━━ Exercise material ━━

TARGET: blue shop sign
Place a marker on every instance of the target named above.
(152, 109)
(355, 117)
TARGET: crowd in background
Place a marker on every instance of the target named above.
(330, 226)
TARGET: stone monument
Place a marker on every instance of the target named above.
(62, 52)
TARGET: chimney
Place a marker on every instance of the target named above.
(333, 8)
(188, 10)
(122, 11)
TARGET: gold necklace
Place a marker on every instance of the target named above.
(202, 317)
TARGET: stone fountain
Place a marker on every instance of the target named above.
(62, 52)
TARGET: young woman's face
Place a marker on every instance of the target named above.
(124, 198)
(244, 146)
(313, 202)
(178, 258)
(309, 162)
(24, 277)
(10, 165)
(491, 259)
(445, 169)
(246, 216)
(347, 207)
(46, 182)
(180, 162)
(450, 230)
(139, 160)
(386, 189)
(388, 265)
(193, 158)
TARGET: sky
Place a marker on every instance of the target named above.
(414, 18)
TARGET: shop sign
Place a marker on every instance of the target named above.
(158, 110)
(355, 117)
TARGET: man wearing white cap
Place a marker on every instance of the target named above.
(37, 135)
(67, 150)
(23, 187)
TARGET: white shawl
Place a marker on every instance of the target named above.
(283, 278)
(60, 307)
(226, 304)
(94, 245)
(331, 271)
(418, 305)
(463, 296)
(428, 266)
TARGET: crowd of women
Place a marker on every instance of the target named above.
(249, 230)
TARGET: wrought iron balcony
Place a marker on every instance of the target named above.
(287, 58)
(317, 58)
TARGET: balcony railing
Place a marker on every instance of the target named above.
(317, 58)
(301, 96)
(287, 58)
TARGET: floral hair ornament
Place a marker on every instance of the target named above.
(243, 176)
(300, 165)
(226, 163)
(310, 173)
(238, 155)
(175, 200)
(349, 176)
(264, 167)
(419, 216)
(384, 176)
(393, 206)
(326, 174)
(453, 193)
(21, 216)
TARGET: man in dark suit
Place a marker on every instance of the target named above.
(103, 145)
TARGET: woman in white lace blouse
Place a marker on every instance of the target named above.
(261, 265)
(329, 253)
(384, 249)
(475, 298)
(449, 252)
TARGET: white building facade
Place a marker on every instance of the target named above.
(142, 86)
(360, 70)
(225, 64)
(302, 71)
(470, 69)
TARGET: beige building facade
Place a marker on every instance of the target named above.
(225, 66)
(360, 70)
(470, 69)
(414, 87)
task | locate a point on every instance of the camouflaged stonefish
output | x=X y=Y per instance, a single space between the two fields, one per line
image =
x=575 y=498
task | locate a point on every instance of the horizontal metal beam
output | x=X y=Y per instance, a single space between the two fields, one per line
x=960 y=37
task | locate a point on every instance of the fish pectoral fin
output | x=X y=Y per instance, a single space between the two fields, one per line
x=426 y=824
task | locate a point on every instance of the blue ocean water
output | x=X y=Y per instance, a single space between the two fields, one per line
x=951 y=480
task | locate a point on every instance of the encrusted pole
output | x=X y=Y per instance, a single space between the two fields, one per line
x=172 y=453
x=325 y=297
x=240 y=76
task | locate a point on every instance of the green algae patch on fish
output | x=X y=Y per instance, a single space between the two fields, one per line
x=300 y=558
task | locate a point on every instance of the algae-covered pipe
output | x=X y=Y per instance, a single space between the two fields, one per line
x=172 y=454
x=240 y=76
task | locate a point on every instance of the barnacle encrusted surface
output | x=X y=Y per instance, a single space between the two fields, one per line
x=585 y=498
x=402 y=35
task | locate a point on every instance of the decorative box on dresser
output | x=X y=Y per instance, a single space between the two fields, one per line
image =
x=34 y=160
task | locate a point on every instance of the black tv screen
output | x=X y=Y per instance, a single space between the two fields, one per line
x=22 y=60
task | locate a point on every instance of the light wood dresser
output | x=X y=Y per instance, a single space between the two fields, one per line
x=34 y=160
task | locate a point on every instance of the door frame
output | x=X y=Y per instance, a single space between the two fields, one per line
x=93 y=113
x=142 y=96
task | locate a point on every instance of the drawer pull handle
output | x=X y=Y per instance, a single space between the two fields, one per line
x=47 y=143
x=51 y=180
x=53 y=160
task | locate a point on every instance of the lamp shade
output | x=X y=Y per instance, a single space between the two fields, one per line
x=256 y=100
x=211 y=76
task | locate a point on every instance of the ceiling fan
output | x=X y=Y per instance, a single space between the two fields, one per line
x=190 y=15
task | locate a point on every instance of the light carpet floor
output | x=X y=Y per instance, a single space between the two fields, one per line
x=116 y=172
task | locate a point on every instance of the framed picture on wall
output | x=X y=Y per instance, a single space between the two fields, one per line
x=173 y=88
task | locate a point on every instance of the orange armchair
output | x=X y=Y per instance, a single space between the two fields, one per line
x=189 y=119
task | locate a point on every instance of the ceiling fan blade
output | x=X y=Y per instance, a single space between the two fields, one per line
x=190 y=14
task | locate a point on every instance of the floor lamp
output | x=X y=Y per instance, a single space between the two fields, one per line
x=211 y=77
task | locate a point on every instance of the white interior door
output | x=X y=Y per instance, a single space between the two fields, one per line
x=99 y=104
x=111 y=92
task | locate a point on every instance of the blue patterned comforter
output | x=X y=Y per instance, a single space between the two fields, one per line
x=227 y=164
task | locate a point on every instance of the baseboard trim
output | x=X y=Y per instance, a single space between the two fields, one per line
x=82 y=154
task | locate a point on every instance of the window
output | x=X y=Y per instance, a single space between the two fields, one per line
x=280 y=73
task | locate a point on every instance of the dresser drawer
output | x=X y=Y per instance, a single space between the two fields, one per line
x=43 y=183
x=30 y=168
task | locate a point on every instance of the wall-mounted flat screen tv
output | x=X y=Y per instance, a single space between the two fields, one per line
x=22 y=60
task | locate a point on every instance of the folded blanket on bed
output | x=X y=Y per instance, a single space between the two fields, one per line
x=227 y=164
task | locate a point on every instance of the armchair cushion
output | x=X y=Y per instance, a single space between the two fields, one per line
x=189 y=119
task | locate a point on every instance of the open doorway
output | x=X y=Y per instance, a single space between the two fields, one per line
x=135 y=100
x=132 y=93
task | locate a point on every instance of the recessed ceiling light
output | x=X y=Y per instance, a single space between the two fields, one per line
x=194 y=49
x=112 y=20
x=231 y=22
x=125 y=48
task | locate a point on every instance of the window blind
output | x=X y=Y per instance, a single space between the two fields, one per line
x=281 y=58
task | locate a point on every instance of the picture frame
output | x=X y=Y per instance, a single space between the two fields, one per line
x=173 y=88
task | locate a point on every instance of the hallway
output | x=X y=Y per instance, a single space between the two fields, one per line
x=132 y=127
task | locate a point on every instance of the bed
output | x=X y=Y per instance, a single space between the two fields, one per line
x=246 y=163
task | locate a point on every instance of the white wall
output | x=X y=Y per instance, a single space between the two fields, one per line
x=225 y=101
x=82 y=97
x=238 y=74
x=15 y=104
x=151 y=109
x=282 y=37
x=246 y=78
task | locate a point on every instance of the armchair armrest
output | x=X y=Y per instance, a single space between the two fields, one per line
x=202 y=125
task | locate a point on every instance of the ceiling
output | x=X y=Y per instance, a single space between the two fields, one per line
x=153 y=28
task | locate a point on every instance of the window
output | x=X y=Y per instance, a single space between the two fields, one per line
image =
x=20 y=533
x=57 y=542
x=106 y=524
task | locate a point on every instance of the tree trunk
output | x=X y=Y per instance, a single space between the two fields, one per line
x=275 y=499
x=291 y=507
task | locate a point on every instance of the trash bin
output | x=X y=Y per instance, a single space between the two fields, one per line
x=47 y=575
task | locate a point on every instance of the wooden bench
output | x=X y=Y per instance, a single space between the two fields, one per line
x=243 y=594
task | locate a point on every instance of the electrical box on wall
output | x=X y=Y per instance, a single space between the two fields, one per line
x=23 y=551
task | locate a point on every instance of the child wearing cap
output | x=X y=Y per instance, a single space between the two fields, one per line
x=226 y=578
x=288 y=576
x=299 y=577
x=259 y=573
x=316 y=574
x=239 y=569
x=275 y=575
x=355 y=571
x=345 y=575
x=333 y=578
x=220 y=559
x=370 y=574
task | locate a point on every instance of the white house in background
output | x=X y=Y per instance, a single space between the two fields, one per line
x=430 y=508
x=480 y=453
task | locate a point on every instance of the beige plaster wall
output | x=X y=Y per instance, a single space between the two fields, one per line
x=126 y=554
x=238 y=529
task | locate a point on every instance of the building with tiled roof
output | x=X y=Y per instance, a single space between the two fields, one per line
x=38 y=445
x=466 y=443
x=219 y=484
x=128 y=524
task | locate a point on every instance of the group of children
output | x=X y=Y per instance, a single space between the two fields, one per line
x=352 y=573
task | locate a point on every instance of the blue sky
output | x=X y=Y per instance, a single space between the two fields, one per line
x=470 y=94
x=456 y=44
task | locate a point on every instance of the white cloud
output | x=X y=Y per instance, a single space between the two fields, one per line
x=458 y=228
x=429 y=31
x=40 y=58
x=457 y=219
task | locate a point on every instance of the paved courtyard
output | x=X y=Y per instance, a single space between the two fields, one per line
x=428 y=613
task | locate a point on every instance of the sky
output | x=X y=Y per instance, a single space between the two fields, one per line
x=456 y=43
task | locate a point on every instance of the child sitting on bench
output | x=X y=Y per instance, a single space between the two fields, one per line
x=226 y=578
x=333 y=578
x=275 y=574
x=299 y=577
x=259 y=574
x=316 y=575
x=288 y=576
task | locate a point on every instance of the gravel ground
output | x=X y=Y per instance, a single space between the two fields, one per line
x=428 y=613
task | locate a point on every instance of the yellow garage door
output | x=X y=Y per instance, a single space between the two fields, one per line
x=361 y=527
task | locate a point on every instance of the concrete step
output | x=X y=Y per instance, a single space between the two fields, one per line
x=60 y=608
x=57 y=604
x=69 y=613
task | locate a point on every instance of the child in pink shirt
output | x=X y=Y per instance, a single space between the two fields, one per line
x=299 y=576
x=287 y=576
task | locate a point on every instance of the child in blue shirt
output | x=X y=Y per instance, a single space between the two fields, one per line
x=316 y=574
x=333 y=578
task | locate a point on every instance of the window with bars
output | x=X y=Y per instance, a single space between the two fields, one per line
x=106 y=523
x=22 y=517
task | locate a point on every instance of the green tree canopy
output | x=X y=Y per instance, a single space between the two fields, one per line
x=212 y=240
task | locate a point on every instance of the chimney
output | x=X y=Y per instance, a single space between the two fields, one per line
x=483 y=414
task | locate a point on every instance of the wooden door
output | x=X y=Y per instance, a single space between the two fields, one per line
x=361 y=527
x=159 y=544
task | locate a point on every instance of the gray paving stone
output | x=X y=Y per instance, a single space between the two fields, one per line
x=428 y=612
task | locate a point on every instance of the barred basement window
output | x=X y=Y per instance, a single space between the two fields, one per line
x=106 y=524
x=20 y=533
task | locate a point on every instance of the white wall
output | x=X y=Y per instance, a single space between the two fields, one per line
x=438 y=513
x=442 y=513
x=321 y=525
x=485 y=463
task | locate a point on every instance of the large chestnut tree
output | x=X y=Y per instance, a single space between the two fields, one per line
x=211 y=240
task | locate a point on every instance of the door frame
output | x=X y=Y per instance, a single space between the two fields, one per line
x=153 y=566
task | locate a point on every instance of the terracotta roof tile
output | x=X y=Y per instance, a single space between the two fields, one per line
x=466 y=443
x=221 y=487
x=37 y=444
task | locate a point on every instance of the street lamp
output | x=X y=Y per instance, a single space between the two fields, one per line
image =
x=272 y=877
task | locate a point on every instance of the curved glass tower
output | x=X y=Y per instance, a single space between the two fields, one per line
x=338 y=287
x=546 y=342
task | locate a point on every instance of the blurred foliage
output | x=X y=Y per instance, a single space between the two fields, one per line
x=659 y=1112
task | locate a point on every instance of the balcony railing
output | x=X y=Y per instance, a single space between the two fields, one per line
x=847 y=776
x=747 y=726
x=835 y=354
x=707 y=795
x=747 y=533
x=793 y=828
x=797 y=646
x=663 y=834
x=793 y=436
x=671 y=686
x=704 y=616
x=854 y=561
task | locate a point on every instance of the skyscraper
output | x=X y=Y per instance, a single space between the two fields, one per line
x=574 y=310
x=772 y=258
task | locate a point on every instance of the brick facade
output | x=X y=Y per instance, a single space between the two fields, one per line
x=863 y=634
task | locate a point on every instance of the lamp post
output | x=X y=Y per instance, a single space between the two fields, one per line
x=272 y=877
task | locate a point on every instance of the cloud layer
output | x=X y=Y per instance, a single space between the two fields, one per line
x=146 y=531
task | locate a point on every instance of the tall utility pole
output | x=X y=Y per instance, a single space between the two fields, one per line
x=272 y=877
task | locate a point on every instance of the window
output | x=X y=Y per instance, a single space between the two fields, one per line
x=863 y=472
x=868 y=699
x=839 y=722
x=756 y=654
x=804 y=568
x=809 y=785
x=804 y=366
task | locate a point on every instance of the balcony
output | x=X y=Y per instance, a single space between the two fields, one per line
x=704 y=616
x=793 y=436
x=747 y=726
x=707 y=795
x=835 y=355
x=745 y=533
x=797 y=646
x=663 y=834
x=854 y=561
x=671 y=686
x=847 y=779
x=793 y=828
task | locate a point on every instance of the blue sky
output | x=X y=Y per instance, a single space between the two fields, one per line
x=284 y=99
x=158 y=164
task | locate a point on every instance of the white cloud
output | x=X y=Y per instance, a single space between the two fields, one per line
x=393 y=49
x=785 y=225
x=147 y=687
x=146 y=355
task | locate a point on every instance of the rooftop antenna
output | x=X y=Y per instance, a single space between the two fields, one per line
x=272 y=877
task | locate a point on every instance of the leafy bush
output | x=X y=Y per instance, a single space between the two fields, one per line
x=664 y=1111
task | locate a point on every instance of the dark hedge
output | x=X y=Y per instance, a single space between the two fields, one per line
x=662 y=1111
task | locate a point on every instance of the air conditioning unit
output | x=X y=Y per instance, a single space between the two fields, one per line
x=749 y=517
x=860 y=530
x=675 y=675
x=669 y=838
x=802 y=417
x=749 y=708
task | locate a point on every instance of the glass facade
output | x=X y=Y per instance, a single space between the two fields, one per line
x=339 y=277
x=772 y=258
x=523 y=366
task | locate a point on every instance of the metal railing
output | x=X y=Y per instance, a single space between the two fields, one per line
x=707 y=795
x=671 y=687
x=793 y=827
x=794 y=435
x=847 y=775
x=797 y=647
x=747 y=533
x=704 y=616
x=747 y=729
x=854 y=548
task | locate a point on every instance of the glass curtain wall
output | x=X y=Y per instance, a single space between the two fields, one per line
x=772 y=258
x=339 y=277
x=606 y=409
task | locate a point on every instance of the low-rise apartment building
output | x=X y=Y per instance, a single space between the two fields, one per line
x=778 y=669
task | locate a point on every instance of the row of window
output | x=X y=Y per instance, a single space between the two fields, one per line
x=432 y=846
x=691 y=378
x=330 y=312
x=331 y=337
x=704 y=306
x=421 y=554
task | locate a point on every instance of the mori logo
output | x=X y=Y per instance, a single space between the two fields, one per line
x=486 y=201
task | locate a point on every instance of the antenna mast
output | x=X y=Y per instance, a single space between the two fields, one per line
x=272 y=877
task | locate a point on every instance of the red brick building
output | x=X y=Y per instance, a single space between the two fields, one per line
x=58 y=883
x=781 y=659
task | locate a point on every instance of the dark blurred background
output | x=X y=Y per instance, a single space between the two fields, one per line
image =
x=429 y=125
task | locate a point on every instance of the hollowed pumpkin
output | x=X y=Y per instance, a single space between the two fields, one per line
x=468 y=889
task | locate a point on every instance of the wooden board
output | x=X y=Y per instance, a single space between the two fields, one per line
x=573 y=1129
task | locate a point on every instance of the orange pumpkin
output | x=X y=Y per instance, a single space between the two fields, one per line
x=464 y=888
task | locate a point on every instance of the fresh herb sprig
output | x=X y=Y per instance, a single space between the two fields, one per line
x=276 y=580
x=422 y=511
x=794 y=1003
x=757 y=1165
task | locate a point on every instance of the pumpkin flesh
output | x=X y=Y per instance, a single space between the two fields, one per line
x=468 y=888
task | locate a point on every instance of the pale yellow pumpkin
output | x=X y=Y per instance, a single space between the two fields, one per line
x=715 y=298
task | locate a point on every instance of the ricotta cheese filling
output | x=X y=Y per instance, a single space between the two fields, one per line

━━━

## Exercise
Restate the final lines of the listing above word for word, beginning at the line that contains "task | locate a point on every instance of the row".

## Answer to the task
task | locate a point on every instance of the row of window
output | x=X y=Y per instance, a single space between the two fields, one per line
x=432 y=846
x=691 y=378
x=330 y=312
x=331 y=337
x=704 y=306
x=421 y=554
task | locate a point on every instance of the mori logo
output | x=X y=Y per instance, a single space between the two fields, one per line
x=486 y=201
task | locate a point on every instance of the antenna mast
output | x=X y=Y per instance, a single space between the two fields, one per line
x=272 y=877
task | locate a point on every instance of the red brick building
output | x=X y=Y per instance, a single space between the two fields, one per line
x=58 y=883
x=781 y=659
task | locate a point on every instance of the dark blurred background
output | x=X y=Y per instance, a single space between the two fields, one per line
image =
x=429 y=125
task | locate a point on every instance of the hollowed pumpkin
output | x=X y=Y per instance, a single space between the two fields, one per line
x=468 y=889
task | locate a point on every instance of the wooden board
output | x=X y=Y per instance, a single space between the two fields, one per line
x=573 y=1129
task | locate a point on every instance of the orange pumpkin
output | x=X y=Y per instance, a single space between the two fields, one per line
x=464 y=888
task | locate a point on every instance of the fresh herb sprig
output | x=X y=Y per instance, a single space between the two fields, one per line
x=276 y=580
x=422 y=511
x=794 y=1003
x=757 y=1165
task | locate a point on every instance of the pumpkin flesh
output | x=X y=Y per instance, a single space between the two fields, one per line
x=468 y=888
task | locate a point on every instance of the pale yellow pumpkin
output | x=X y=Y per instance, a single space between the two fields, one per line
x=715 y=298
task | locate a point on every instance of the ricotta cheese filling
output | x=X y=Y per instance, a single space between the two fields, one per line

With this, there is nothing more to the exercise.